** Records for this task follows **

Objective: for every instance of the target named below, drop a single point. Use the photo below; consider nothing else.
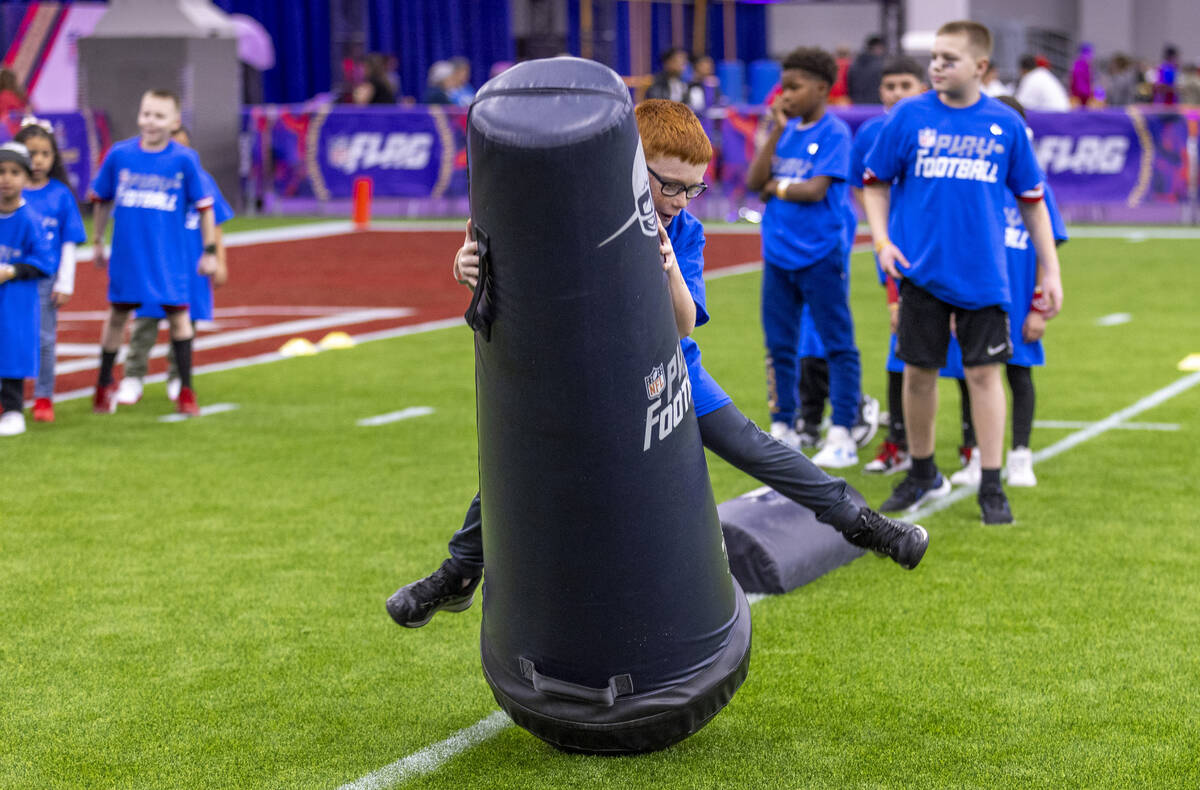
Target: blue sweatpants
(825, 288)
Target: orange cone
(363, 189)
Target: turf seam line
(1084, 435)
(431, 758)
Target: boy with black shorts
(677, 154)
(947, 159)
(153, 181)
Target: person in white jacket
(1038, 89)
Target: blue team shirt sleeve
(886, 159)
(36, 246)
(103, 186)
(687, 237)
(221, 209)
(1024, 173)
(832, 157)
(195, 187)
(1056, 223)
(70, 222)
(863, 141)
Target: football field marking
(205, 411)
(1114, 420)
(395, 417)
(1114, 319)
(432, 756)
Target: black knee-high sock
(107, 359)
(183, 349)
(12, 394)
(967, 424)
(1020, 381)
(897, 432)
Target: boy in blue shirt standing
(153, 181)
(677, 154)
(947, 159)
(802, 171)
(145, 325)
(24, 259)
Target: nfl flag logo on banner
(655, 382)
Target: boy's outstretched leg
(451, 587)
(743, 444)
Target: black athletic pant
(737, 440)
(1020, 381)
(814, 391)
(12, 394)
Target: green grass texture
(201, 604)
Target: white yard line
(395, 417)
(1123, 426)
(237, 336)
(205, 411)
(433, 756)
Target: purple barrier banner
(406, 151)
(1121, 157)
(1126, 156)
(83, 141)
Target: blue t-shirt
(795, 234)
(22, 240)
(151, 193)
(1023, 276)
(199, 304)
(687, 237)
(952, 169)
(864, 138)
(55, 203)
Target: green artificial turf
(201, 604)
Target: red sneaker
(105, 400)
(43, 411)
(892, 459)
(186, 402)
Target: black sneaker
(912, 492)
(994, 507)
(413, 605)
(903, 542)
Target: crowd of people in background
(1091, 82)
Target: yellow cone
(335, 340)
(298, 347)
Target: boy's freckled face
(897, 87)
(12, 180)
(156, 119)
(672, 169)
(954, 64)
(801, 93)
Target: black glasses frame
(671, 189)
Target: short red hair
(670, 129)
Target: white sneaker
(839, 450)
(786, 435)
(12, 423)
(129, 391)
(971, 473)
(868, 422)
(1020, 468)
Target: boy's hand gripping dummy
(611, 621)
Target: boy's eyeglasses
(671, 189)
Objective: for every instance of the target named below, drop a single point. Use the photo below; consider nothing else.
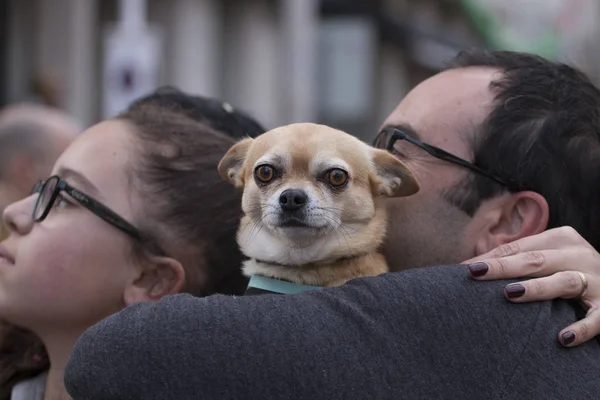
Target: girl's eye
(61, 202)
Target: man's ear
(230, 166)
(394, 179)
(511, 217)
(157, 278)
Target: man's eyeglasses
(387, 138)
(49, 191)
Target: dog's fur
(335, 236)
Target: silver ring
(583, 284)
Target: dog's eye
(337, 177)
(264, 173)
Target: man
(31, 138)
(503, 146)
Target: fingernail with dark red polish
(514, 290)
(568, 337)
(478, 269)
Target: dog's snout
(293, 199)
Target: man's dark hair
(219, 115)
(543, 135)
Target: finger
(565, 285)
(581, 331)
(531, 263)
(554, 238)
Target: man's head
(31, 139)
(526, 121)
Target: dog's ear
(230, 166)
(394, 177)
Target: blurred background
(346, 63)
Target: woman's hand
(565, 265)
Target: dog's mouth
(293, 222)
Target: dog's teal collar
(261, 284)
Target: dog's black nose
(293, 199)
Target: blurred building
(346, 63)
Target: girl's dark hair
(189, 210)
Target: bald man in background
(32, 136)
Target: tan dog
(312, 203)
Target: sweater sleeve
(430, 333)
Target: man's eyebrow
(406, 128)
(86, 185)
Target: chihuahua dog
(312, 203)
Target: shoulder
(423, 333)
(30, 389)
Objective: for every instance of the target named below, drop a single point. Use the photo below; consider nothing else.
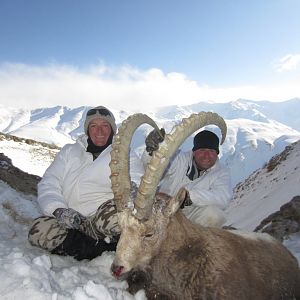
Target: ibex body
(161, 251)
(172, 258)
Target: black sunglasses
(101, 111)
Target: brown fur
(171, 258)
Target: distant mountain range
(256, 130)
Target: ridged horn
(161, 157)
(119, 164)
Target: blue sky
(208, 50)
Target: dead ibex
(161, 251)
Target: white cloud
(288, 63)
(122, 87)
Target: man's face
(205, 158)
(99, 131)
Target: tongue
(117, 272)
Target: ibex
(163, 252)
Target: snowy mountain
(28, 272)
(256, 130)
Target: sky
(137, 53)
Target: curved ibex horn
(119, 164)
(161, 157)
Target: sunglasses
(100, 111)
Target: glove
(153, 139)
(187, 200)
(69, 218)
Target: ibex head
(143, 225)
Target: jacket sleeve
(219, 192)
(50, 195)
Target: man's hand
(153, 139)
(187, 200)
(69, 218)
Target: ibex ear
(175, 202)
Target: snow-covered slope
(256, 130)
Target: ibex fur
(161, 251)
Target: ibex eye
(148, 235)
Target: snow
(32, 273)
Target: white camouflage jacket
(74, 180)
(211, 188)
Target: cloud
(288, 63)
(120, 87)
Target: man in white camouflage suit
(75, 195)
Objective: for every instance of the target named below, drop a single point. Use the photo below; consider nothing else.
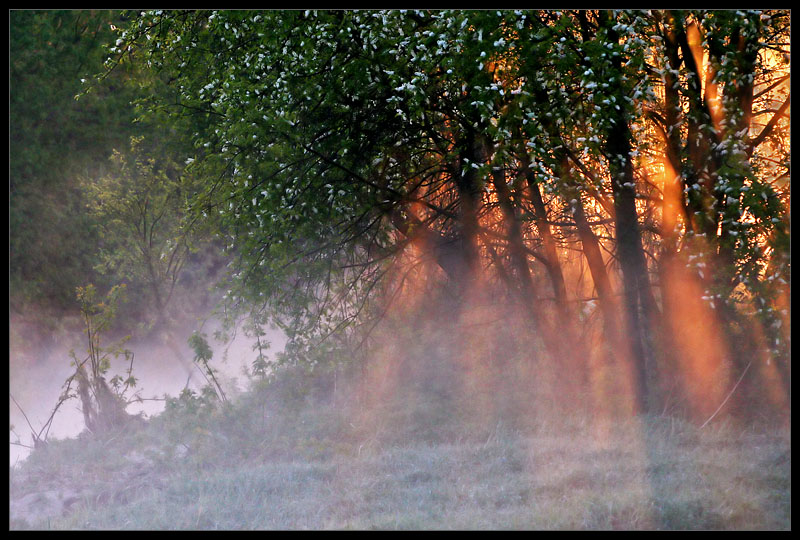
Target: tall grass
(285, 457)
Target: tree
(495, 143)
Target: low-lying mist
(40, 363)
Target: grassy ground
(281, 460)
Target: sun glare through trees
(535, 214)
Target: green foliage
(53, 138)
(103, 406)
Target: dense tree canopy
(620, 177)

** End of Records for this task **

Leaving every picture out, repeat each line of the material exactly.

Objective: for every instance of the target named below, drop a single point. Use the photo below; consider nothing else.
Target: blue sweatpants
(825, 288)
Target: orange cone
(363, 189)
Target: turf seam line
(1084, 435)
(431, 758)
Target: boy with black shorts
(677, 154)
(947, 159)
(153, 181)
Target: person in white jacket
(1038, 89)
Target: blue team shirt sleeve
(886, 159)
(36, 246)
(103, 186)
(687, 237)
(221, 209)
(1024, 173)
(832, 157)
(195, 187)
(1056, 223)
(70, 222)
(863, 141)
Target: football field marking
(205, 411)
(1114, 420)
(395, 417)
(1114, 319)
(432, 756)
Target: black knee-high sock
(107, 359)
(183, 349)
(12, 394)
(967, 424)
(1020, 381)
(897, 432)
Target: boy in blue shirt standing
(153, 181)
(677, 154)
(947, 159)
(802, 171)
(145, 325)
(24, 259)
Target: nfl flag logo on banner
(655, 382)
Target: boy's outstretched leg
(451, 587)
(743, 444)
Target: black athletic pant
(737, 440)
(1020, 381)
(814, 391)
(12, 394)
Target: green grass texture
(201, 604)
Target: white yard line
(395, 417)
(1123, 426)
(237, 336)
(205, 411)
(433, 756)
Target: purple barrier banner
(406, 151)
(1121, 157)
(1126, 156)
(83, 141)
Target: blue t-shirt
(795, 234)
(22, 240)
(151, 193)
(1023, 276)
(199, 304)
(687, 237)
(952, 169)
(864, 138)
(55, 203)
Target: green artificial turf
(201, 604)
Target: red sneaker
(105, 400)
(43, 411)
(892, 459)
(186, 402)
Target: black sneaker
(912, 492)
(994, 507)
(413, 605)
(903, 542)
Target: crowd of people in background
(1091, 82)
Target: yellow cone
(335, 340)
(298, 347)
Target: boy's freckled face
(897, 87)
(12, 180)
(156, 119)
(672, 169)
(954, 64)
(801, 93)
Target: black glasses frame
(671, 189)
Target: short red hair
(670, 129)
Target: white sneaker
(839, 450)
(786, 435)
(12, 423)
(129, 391)
(971, 473)
(868, 422)
(1020, 468)
Target: boy's hand gripping dummy
(611, 621)
Target: boy's eyeglasses
(671, 189)
Objective: for every instance of the target named below, drop a single point. Use the photo below; consider nothing else.
Target: girl's eye
(61, 202)
Target: man's ear
(230, 166)
(394, 179)
(511, 217)
(157, 278)
Target: man's eyeglasses
(387, 138)
(49, 191)
Target: dog's fur
(335, 236)
Target: silver ring
(583, 284)
Target: dog's eye
(337, 177)
(264, 173)
Target: man
(31, 138)
(503, 146)
Target: fingernail with dark red polish
(514, 290)
(568, 337)
(478, 269)
Target: dog's snout
(293, 199)
Target: man's dark hair
(219, 115)
(543, 135)
Target: finger
(565, 285)
(581, 331)
(531, 263)
(554, 238)
Target: man's head
(31, 139)
(526, 121)
Target: dog's ear
(230, 166)
(394, 177)
Target: blurred background
(346, 63)
Target: woman's hand
(565, 265)
Target: dog's mouth
(293, 222)
Target: dog's teal collar
(261, 284)
Target: dog's black nose
(293, 199)
Target: blurred building
(346, 63)
Target: girl's dark hair
(189, 210)
Target: bald man in background
(32, 136)
Target: tan dog
(312, 203)
Target: sweater sleeve
(430, 333)
Target: man's eyebrow
(406, 128)
(86, 185)
Target: chihuahua dog
(312, 203)
Target: shoulder
(423, 333)
(30, 389)
Objective: for every instance of the target named below, drop a single point. Use the photo below; consider nothing else.
Target: ibex body
(161, 251)
(172, 258)
Target: black sunglasses
(101, 111)
Target: brown fur
(171, 258)
Target: distant mountain range
(256, 130)
Target: ridged horn
(161, 157)
(119, 164)
Target: blue sky
(208, 50)
Target: dead ibex
(161, 251)
Target: white cloud
(288, 63)
(122, 87)
Target: man's face
(205, 158)
(99, 131)
Target: tongue
(117, 272)
Target: ibex
(163, 252)
Target: snowy mountain
(28, 272)
(256, 130)
Target: sky
(137, 53)
Target: curved ibex horn
(119, 164)
(161, 157)
Target: sunglasses
(100, 111)
Target: glove
(153, 139)
(187, 200)
(69, 218)
Target: ibex head
(143, 225)
Target: jacket sleeve
(219, 192)
(50, 195)
Target: man's hand
(153, 139)
(187, 200)
(69, 218)
Target: ibex ear
(175, 202)
Target: snow-covered slope
(256, 130)
Target: ibex fur
(161, 251)
Target: ibex eye
(148, 235)
Target: snow
(32, 273)
Target: white camouflage jacket
(74, 180)
(211, 188)
Target: cloud
(288, 63)
(120, 87)
Target: man in white camouflage suit
(75, 195)
Objective: for every instance of the target named below, drop a single point. Use the photo below; consider nothing else.
Target: tall grass
(285, 457)
Target: tree
(495, 143)
Target: low-lying mist
(40, 363)
Target: grassy ground
(281, 460)
Target: sun glare through trees
(535, 214)
Target: green foliage
(53, 138)
(103, 406)
Target: dense tree canopy
(620, 177)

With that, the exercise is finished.